## Brano da leggere
• • • • •

BROWN AND ROACH INCORPORATED
EMARCY – VERVE (€.12,50)
L’encomiabile ditta “Brown & Roach Inc.”, a dispetto della breve durata, è da considerarsi fondamentale per ogni appassionato, per i livelli raggiunti ed in fondo anche per l’aura tragica, con sfumature eroiche, che pervade ogni loro brano inciso. A 23 anni Clifford Brown suonava davvero come un semidio, l’emozione che il suono della sua tromba suscita è tutt’ora intatta e forse insuperata; accanto a lui ecco il trentenne Max Roach, già affermato jazzman, pronto a traghettare il bebop verso nuove frontiere, dispiegando una notevole varietà di timbri, scomponendo e riassemblando le frasi ritmiche, concedendosi al contempo misurati e brucianti assoli.
Siamo nel torrido agosto losangelino del 1954, il Senatore Joseph McCarthy bracca sospettati di comunismo ovunque, i jukebox passano Perry Como e presso i Capitol Studios entrano con passo dinoccolato i componenti del primo quintetto cointestato ai due leader e completato dal volitivo sax tenore del texano Harold Land, dal bassista George Morrow e dal giovane Richie Powell, talentuoso fratello minore del gigante Bud.

• • • • •

## Materiale dell'esercizio
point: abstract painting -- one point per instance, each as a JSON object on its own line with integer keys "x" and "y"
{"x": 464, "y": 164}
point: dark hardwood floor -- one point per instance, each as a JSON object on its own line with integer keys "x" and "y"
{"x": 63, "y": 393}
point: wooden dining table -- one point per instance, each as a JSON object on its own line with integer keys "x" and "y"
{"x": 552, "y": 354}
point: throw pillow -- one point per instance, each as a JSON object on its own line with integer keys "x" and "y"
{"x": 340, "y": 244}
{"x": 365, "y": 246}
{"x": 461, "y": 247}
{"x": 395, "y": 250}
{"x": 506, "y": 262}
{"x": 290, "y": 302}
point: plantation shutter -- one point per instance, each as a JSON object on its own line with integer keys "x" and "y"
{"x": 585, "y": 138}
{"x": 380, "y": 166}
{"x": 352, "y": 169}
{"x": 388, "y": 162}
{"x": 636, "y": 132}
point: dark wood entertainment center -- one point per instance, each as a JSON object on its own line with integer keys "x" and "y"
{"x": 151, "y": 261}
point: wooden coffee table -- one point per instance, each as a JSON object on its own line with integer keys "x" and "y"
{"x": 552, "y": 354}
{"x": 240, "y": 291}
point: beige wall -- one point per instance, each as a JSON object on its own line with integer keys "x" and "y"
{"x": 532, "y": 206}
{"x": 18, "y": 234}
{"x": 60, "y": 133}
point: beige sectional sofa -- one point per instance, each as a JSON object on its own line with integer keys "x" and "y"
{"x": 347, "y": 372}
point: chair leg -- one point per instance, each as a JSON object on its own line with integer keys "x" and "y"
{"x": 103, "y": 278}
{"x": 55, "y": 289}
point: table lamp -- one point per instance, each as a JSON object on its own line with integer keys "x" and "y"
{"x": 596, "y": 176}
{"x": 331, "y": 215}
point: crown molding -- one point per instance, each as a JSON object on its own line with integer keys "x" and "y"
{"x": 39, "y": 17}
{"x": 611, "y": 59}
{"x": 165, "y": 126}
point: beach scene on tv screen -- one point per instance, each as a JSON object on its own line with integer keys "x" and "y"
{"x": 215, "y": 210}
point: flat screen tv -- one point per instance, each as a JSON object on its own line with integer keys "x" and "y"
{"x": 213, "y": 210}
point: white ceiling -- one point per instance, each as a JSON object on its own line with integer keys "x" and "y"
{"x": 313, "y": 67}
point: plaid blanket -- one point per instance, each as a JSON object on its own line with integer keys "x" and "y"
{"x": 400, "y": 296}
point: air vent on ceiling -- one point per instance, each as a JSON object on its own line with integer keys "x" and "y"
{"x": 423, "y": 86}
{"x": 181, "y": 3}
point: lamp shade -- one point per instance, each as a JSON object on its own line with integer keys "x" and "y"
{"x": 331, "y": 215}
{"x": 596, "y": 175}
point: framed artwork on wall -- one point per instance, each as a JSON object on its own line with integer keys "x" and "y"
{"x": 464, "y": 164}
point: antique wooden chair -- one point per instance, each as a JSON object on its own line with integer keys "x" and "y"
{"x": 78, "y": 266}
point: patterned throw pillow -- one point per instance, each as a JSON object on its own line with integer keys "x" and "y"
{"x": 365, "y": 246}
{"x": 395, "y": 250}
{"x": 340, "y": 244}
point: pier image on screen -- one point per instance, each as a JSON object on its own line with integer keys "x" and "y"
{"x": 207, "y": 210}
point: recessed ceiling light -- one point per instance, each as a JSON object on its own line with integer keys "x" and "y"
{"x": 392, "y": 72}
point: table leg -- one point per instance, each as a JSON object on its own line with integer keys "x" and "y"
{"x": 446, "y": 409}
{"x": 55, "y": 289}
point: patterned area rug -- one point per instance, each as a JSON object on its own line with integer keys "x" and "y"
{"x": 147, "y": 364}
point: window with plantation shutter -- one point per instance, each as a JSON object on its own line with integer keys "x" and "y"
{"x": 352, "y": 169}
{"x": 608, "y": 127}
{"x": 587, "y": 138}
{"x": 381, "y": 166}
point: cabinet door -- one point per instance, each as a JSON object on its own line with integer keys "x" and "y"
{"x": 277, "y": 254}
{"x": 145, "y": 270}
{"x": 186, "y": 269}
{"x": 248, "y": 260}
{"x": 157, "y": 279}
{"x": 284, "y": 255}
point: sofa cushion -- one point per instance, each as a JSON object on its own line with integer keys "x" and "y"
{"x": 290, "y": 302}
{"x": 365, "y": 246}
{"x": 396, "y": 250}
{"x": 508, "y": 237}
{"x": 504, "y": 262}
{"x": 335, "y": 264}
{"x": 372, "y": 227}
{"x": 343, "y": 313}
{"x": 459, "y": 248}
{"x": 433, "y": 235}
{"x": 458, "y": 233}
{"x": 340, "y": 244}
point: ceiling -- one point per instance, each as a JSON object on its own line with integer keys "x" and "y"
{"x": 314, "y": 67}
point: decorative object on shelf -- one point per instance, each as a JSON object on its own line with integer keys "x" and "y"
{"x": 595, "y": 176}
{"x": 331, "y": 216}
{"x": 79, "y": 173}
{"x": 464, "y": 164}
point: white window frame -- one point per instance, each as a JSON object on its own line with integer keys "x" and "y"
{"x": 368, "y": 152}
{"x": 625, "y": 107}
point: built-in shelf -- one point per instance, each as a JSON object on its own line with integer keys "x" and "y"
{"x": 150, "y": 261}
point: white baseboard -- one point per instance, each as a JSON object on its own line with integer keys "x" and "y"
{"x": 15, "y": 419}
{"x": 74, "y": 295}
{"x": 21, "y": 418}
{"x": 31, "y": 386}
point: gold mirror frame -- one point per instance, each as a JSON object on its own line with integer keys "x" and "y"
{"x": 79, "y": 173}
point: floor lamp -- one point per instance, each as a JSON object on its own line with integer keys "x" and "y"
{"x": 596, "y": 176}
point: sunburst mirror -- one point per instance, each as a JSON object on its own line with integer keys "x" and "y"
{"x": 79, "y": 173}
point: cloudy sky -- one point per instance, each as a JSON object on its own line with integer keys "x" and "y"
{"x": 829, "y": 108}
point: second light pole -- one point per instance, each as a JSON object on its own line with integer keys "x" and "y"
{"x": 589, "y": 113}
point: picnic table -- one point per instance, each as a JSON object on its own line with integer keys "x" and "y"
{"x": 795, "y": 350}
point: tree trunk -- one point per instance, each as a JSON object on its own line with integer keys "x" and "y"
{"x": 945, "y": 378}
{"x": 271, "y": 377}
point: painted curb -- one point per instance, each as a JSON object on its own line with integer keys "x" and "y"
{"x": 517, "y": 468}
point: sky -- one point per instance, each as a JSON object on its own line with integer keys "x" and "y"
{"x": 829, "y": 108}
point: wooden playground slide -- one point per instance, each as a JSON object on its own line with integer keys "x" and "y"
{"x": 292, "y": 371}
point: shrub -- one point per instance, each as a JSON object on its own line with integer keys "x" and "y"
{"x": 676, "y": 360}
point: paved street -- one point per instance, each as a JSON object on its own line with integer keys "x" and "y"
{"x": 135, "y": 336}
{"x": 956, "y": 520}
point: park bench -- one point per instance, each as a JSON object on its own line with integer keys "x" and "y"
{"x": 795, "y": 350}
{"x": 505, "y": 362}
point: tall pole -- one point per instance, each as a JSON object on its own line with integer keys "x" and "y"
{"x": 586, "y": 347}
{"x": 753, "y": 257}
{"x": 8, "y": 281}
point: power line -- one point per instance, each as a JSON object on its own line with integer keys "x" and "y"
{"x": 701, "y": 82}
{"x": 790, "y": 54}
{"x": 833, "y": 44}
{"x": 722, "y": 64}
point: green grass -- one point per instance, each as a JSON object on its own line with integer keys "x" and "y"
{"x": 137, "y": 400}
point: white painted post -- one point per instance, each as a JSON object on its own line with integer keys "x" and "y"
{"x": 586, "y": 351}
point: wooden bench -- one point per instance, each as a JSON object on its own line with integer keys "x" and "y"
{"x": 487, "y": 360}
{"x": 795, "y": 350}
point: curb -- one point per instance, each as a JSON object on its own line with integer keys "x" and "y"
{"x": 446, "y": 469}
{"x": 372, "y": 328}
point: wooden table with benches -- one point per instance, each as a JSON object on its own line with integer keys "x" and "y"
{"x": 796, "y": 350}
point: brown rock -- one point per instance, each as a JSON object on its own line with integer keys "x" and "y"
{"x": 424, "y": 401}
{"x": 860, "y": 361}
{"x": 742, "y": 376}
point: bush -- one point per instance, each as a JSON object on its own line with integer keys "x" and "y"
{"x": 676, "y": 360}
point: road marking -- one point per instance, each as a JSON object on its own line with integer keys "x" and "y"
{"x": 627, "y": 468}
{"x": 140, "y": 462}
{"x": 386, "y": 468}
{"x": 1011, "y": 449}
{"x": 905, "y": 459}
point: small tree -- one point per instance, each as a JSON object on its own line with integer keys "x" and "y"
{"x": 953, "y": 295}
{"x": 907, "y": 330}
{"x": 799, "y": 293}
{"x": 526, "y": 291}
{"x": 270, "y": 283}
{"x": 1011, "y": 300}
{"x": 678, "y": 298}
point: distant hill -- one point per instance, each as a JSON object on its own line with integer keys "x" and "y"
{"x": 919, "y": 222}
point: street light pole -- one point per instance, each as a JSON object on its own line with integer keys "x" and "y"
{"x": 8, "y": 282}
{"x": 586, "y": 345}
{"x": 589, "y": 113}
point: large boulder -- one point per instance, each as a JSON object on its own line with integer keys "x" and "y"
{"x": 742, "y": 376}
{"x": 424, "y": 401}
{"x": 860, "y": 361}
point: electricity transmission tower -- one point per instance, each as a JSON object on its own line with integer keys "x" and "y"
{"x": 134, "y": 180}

• • • • •

## Obiettivo dichiarato 1
Riporta tutte le righe dell'elenco in cui compare la parola "street". Maiuscole e minuscole contano.
## Obiettivo dichiarato 2
Prosegui il testo sul quintetto di Clifford Brown e Max Roach, partendo subito dopo la sua ultima frase.

## Risposta al compito 1
point: paved street -- one point per instance, each as a JSON object on its own line with integer keys "x" and "y"
point: street light pole -- one point per instance, each as a JSON object on its own line with integer keys "x" and "y"

## Risposta al compito 2
La scanzonata “Sweet Clifford” apre le danze con Clifford che, dopo il primo solo di Land, fila via velocissimo lampeggiando classe ad ogni singola nota, prima di sciogliere ogni cuore in ascolto nella lentissima ballad “I Don’t Stand A Ghost Of A Chance”, proposta in quartetto, sette minuti e passa che volano in un sospiro.
Nell’altra ballad in scaletta, “I’ll String Along With You” tocca a Richie Powell mettersi in luce, nella rarefatta atmosfera di un trio pianistico che avrebbe sicuramente meritato maggior documentazione, ma come la crudele storia insegna sarà un violento incidente sulla strada tra Philadelphia e Chicago ad uccidere Richie (24), sua moglie Fancy (19), al volante nella notte piovosa, e Clifford Brown (25).
Qualcuno negli anni avrà di certo consumato il microsolco di ascolti, per lui e per chi vuole regalarsi un’ora di grande jazz senza affidarsi ad ascolti liquidi e distratti, l’acquisto è pressochè obbligato.
(Courtesy of AudioReview)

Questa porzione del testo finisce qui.